*** Opening of STUDY MATERIAL ***

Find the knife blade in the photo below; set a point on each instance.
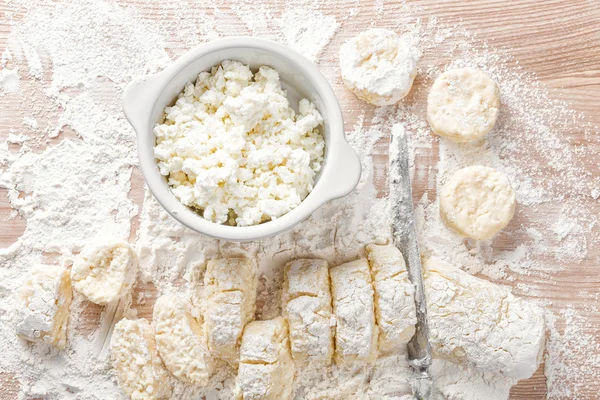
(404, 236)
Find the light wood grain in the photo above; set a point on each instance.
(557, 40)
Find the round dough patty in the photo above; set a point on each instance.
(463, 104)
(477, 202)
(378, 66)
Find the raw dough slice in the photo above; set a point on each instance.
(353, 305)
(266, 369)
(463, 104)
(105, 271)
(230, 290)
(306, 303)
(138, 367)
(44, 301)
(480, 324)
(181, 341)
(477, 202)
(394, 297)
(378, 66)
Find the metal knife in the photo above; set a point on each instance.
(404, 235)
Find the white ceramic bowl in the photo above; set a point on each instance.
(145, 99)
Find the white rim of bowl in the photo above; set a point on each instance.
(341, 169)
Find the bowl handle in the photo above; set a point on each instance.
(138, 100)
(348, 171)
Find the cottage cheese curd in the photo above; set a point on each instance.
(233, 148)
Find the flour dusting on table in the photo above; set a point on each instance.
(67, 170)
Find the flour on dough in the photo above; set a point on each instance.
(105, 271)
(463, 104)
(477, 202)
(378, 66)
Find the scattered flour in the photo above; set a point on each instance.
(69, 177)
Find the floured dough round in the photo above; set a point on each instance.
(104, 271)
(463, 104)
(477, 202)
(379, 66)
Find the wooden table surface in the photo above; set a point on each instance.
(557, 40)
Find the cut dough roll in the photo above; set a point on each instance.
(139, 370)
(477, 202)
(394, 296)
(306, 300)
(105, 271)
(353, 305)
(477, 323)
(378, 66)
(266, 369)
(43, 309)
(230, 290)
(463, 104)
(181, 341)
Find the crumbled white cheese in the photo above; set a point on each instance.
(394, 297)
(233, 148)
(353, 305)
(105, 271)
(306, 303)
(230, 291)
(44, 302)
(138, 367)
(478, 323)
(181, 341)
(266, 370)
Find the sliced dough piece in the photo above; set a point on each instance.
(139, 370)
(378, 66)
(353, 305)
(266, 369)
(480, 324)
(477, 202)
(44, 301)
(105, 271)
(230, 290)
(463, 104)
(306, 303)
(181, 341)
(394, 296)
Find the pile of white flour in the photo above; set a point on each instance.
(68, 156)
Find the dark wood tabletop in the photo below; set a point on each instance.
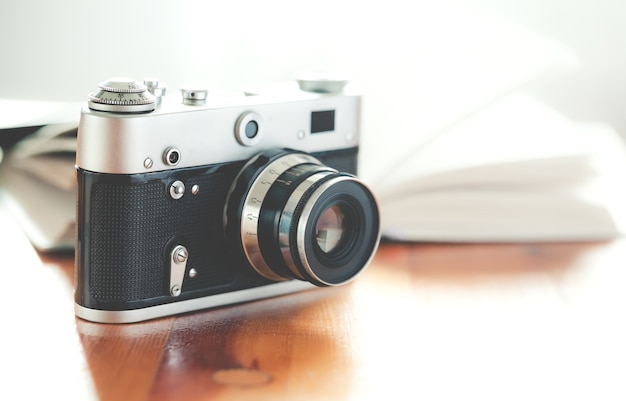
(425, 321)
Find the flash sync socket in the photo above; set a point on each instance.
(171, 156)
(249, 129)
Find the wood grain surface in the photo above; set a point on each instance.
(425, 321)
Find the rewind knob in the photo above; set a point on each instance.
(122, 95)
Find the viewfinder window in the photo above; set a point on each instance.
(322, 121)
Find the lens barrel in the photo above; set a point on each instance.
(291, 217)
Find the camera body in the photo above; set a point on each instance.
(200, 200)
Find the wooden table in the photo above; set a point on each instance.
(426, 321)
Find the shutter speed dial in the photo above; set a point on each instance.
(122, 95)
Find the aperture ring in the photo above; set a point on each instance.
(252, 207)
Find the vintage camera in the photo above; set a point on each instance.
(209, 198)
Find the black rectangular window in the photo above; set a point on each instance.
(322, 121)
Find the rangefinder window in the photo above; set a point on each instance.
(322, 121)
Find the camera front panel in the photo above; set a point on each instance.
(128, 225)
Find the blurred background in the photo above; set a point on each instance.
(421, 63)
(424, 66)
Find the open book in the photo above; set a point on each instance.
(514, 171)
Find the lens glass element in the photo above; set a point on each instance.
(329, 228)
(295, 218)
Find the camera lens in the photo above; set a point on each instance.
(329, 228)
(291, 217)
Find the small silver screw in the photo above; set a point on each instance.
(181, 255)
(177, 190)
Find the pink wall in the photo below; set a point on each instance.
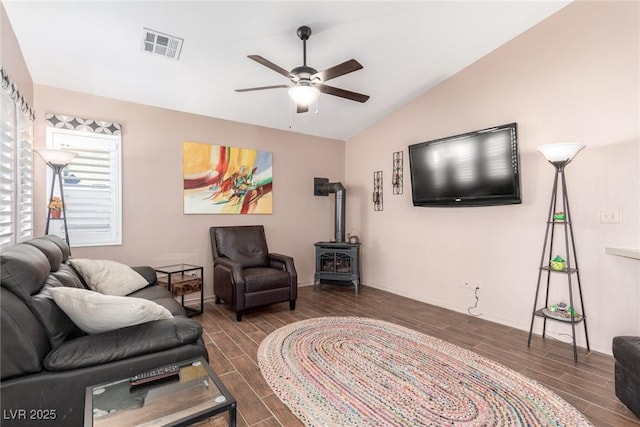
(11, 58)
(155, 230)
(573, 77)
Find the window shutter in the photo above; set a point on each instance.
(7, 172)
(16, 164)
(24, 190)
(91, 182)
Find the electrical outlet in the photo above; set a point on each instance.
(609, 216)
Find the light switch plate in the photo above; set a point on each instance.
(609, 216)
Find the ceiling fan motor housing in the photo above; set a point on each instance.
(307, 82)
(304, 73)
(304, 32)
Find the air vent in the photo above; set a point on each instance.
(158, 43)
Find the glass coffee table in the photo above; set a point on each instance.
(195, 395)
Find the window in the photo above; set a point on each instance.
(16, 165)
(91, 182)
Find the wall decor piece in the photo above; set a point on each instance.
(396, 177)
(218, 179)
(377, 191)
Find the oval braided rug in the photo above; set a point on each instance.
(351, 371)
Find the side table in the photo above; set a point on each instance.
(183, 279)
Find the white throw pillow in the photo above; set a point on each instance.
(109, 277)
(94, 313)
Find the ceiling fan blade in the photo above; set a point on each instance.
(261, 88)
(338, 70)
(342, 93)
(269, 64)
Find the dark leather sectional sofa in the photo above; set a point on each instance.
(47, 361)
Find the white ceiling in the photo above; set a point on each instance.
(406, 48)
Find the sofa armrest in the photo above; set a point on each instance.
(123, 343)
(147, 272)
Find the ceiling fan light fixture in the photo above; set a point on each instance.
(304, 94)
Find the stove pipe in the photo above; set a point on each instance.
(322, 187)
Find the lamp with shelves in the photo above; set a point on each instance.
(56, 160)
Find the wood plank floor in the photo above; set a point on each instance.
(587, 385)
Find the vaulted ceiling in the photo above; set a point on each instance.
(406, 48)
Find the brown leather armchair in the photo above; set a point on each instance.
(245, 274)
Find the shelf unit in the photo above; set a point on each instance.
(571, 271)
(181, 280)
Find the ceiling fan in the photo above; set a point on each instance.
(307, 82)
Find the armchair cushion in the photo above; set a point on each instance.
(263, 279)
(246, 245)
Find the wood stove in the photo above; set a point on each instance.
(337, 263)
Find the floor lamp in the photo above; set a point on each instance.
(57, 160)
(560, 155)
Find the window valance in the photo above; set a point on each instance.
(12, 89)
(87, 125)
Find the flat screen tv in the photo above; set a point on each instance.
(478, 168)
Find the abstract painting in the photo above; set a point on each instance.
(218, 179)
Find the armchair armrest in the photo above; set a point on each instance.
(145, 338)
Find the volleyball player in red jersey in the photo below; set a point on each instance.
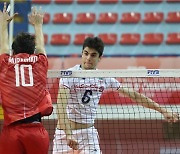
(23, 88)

*** Close of STUDY MATERIAL ***

Make a word-for-word repeat of the material, skipping all pictures.

Find the knife blade in the photo below; set a point on each instance.
(404, 236)
Find the light wood grain in the photo above; set a point on each instance.
(557, 40)
Find the round dough patty in the photo above; set a point on each instance.
(463, 104)
(477, 202)
(378, 66)
Find the raw dough slice in the photo above; set a point on each instance.
(353, 305)
(266, 369)
(463, 104)
(105, 271)
(230, 290)
(306, 303)
(138, 367)
(44, 301)
(480, 324)
(181, 341)
(477, 202)
(394, 297)
(378, 66)
Find the metal knife in the photo above; set a point on each instance.
(404, 235)
Find the white ceramic bowl in the photo above; set a point on each instance.
(145, 99)
Find the white rim of bowl in the photo above; set a point on each instance.
(341, 169)
Find the bowl handle in the photo above; set a point on each instance.
(138, 100)
(348, 171)
Find the cottage cheese curd in the photo above; set a point on each instance.
(233, 148)
Find the flour dusting on table in the photo above; set a point on each instance.
(67, 170)
Find the flour on dough in the photo above; set a point on each instance.
(105, 271)
(463, 104)
(477, 202)
(378, 66)
Find the scattered flour in the photo above; set a point on each instance.
(69, 177)
Find the floured dough round in the photo above; set a point on each instance.
(104, 271)
(463, 104)
(477, 202)
(379, 66)
Find the wooden table surface in the photo above; set a point on each instance.
(557, 40)
Find the cut dough roll in the photo above; set a point on each instance.
(139, 370)
(477, 202)
(394, 296)
(306, 300)
(105, 271)
(353, 305)
(477, 323)
(378, 66)
(266, 369)
(43, 309)
(230, 290)
(463, 104)
(181, 341)
Find the crumbled white cheese in the photo above; set a point on each instance.
(394, 297)
(233, 148)
(353, 305)
(105, 271)
(306, 303)
(230, 291)
(44, 302)
(138, 367)
(478, 323)
(181, 341)
(266, 370)
Find the sliced dough piece in the photo above; set a point on each instance.
(139, 370)
(378, 66)
(353, 305)
(266, 369)
(480, 324)
(477, 202)
(44, 301)
(105, 271)
(230, 290)
(463, 104)
(306, 303)
(181, 341)
(394, 296)
Find the pile of white flour in the photo above; set a point on each instance.
(68, 156)
Find the dark wood tabletop in the photo below; set a point on each instance.
(425, 321)
Find the flash sync socket in the photo above; set a point on each instance.
(171, 156)
(249, 129)
Find the wood grain surface in the photo above; set a point on each instance.
(425, 321)
Find the rewind knob in the photo above; set a point on each instance.
(122, 95)
Find the viewfinder window in the photo above; set a point on each instance.
(322, 121)
Find the lens barrel in the photo above; set a point on each instance.
(291, 217)
Find the camera body in the photo above; set a point on each instance.
(200, 200)
Find the wooden table in the photo above; set a point on each instance.
(426, 321)
Find the shutter speed dial in the photo above; set a point on each instance.
(122, 95)
Find the aperture ring in the photo above; set a point on each instance.
(252, 207)
Find the vintage camera in the photo above; set a point on each instance.
(209, 198)
Find the black rectangular window in the photo above; set a point on each instance.
(322, 121)
Find the rangefinder window in the photo above; set a point on each instance.
(322, 121)
Find the camera front panel in the photo above; set a point on each instance.
(128, 225)
Find the blurred background in the photo above; set a point on each instance.
(421, 63)
(424, 66)
Find the open book in the photo above; set a point on each instance.
(514, 171)
Find the lens glass element in the photo above; set a point on each instance.
(329, 228)
(295, 218)
Find the camera lens in the photo above; set a point on each instance.
(329, 228)
(291, 217)
Find the small silver screw in the photo above; set a point on each instance.
(181, 255)
(177, 190)
Find the pink wall in the photo below; set a point on each instance.
(11, 58)
(155, 230)
(573, 77)
Find the window shutter in the photo above; set a point on each instance.
(7, 172)
(16, 164)
(24, 190)
(91, 182)
Find the electrical outlet in the photo above; set a point on each instance.
(609, 216)
Find the light switch plate in the photo above; set a point on each instance.
(609, 216)
Find the ceiling fan motor housing in the photo above; set a point on each instance.
(307, 82)
(304, 73)
(304, 32)
Find the air vent in the photo above; set a point on each instance.
(158, 43)
Find the glass coffee table in the photo above; set a point on each instance.
(195, 395)
Find the window in the photo above; set a point on each instance.
(16, 165)
(91, 182)
Find the wall decor piece in the photo above; set a point on each instance.
(396, 177)
(218, 179)
(377, 191)
Find the oval braided rug in the photo above; set a point on each instance.
(351, 371)
Find the side table in the photo above; set a point on each instance.
(183, 279)
Find the white throw pillow in the photo above; set a point on each instance.
(109, 277)
(94, 313)
Find the ceiling fan blade in the photo above; set a point on each instance.
(261, 88)
(338, 70)
(342, 93)
(269, 64)
Find the dark leather sectional sofa in the photo above; set a point on each instance.
(47, 361)
Find the white ceiling in the photo above; set a point on each instance.
(406, 48)
Find the sofa armrest in the photo above; set a point on each instance.
(123, 343)
(147, 272)
Find the ceiling fan light fixture in the photo above; set a point on each instance.
(304, 94)
Find the stove pipe in the photo above; set a point on each instance.
(322, 187)
Find the lamp with shelves in the photo above; set a point on each instance.
(56, 160)
Find the wood plank floor in the photo above; set a point on each instance.
(587, 385)
Find the vaulted ceiling in the photo above; set a point on each instance.
(406, 48)
Find the brown leather armchair in the photo above; set a point on each instance.
(245, 274)
Find the shelf unit in the photo above; set a point on each instance.
(571, 271)
(181, 280)
Find the ceiling fan in the photo above; set a point on each instance.
(307, 82)
Find the armchair cushion in the photo above; set a point on each instance.
(263, 279)
(246, 245)
Find the wood stove in the photo above; set a point on each instance.
(337, 263)
Find the floor lamp in the photo above; set a point on each instance.
(57, 160)
(560, 155)
Find the window valance in the photo above; set a point on each instance.
(12, 89)
(87, 125)
Find the flat screen tv in the photo above; set a point on each instance.
(478, 168)
Find the abstract painting in the photo above; set a point on each instance.
(218, 179)
Find the armchair armrest in the photo above; set a point on each instance.
(145, 338)
Find the volleyball player in red jersey in the photo below; set a point on each instance.
(23, 88)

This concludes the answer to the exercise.